"""

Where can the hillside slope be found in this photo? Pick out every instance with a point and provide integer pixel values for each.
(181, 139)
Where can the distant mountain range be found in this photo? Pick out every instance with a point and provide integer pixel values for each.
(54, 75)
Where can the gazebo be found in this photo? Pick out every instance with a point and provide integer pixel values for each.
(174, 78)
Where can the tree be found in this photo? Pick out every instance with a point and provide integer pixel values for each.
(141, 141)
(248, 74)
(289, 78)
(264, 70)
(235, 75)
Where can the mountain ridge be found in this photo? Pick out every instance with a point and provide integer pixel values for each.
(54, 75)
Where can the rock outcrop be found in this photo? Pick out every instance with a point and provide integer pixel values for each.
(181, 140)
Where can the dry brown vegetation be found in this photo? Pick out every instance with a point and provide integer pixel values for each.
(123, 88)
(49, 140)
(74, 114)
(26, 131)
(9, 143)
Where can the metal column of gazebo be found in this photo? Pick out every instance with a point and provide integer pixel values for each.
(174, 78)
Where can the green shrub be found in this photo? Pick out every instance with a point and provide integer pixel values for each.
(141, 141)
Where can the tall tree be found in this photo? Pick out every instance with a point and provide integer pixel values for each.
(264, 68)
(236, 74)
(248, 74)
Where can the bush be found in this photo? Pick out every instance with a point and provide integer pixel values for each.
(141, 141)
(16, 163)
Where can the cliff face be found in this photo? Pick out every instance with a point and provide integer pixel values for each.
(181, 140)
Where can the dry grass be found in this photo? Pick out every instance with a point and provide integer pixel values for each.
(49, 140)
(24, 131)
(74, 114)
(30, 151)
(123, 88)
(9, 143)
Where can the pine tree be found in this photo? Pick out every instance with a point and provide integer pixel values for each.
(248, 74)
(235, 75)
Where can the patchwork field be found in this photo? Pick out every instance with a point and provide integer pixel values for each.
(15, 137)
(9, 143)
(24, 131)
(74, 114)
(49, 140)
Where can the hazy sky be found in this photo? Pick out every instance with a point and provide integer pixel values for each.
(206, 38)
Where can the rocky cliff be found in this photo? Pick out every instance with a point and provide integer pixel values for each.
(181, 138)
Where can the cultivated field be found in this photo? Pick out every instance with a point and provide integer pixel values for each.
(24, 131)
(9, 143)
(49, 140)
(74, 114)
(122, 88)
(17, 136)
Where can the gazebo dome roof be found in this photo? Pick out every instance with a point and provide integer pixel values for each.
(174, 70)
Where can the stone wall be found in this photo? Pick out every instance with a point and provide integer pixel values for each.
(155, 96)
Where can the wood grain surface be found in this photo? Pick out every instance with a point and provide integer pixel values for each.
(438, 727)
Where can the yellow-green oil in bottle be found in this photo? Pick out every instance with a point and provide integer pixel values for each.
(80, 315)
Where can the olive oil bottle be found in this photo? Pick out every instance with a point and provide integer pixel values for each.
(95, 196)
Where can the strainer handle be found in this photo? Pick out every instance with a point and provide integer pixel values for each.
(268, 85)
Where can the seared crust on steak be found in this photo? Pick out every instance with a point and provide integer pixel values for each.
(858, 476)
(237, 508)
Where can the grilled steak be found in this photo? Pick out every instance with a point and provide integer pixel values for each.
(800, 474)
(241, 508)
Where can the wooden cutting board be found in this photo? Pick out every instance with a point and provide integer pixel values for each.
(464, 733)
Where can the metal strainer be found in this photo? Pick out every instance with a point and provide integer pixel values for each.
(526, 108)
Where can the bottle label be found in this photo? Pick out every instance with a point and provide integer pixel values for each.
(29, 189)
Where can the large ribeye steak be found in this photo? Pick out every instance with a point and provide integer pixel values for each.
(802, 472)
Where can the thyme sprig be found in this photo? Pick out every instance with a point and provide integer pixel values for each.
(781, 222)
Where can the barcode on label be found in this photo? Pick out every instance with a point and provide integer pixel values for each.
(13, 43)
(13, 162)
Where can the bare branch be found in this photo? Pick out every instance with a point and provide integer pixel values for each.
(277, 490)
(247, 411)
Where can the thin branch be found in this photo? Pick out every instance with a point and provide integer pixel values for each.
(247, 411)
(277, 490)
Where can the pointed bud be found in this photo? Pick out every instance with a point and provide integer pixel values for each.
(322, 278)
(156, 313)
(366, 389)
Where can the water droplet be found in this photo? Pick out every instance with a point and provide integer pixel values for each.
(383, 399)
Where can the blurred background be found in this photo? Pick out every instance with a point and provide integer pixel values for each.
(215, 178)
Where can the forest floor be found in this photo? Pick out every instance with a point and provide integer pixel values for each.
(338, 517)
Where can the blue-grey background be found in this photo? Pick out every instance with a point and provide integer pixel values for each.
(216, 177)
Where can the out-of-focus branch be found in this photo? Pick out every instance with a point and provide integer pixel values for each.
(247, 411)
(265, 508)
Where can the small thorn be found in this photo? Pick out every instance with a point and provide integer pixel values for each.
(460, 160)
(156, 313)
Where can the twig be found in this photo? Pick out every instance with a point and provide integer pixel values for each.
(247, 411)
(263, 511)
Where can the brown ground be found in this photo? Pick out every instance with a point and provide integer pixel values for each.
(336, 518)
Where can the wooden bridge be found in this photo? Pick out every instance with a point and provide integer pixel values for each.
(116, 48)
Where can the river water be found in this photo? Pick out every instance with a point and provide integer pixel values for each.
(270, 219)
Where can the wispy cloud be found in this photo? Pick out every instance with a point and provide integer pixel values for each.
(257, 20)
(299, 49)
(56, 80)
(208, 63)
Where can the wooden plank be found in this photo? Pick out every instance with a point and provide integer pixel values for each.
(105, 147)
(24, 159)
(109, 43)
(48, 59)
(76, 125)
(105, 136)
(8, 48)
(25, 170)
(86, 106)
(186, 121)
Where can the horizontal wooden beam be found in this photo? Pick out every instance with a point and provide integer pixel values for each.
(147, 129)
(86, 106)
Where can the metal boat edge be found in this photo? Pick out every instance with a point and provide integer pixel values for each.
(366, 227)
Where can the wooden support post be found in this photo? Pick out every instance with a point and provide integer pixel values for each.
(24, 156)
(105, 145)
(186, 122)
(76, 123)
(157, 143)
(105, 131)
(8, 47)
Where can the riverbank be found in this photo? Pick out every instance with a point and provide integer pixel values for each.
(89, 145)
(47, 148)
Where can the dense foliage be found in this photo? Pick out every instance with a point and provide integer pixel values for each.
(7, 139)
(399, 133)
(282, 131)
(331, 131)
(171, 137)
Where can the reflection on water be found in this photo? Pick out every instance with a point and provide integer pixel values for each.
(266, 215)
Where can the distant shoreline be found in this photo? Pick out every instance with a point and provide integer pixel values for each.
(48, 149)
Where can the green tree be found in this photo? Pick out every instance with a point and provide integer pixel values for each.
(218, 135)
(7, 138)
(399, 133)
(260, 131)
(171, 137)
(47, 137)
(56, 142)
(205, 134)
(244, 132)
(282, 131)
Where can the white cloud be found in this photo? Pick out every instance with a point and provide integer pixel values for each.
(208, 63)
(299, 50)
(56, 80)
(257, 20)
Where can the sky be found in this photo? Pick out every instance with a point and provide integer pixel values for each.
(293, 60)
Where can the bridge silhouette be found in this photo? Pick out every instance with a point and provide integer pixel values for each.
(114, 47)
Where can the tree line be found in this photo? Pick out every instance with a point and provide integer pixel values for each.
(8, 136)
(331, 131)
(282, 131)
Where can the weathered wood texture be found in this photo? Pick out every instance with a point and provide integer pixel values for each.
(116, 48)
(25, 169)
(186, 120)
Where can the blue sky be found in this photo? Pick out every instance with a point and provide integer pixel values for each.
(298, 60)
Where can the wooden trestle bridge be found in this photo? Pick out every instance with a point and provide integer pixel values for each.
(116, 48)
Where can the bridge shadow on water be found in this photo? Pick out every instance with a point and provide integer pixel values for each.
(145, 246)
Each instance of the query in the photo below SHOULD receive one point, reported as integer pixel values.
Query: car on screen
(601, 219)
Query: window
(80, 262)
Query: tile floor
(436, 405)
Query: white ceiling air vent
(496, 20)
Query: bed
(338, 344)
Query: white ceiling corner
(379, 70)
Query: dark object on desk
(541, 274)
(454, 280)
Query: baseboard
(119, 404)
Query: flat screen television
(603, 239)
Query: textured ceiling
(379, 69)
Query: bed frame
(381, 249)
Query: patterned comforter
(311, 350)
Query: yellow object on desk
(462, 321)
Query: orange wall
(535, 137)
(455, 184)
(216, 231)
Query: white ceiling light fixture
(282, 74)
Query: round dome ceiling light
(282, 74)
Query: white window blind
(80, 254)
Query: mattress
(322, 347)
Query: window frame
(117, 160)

"""

TASK TO CARRY OUT:
Give back exactly the lines beginning at the one with "Query: orange wall" and ending at the final line of the material; both boundary lines belong in it.

RESULT OF THIS EXERCISE:
Query: orange wall
(535, 137)
(455, 184)
(216, 231)
Query: white ceiling light fixture
(282, 74)
Query: round dome ceiling light
(282, 74)
Query: white window blind
(80, 254)
Query: mattress
(322, 347)
Query: window frame
(117, 160)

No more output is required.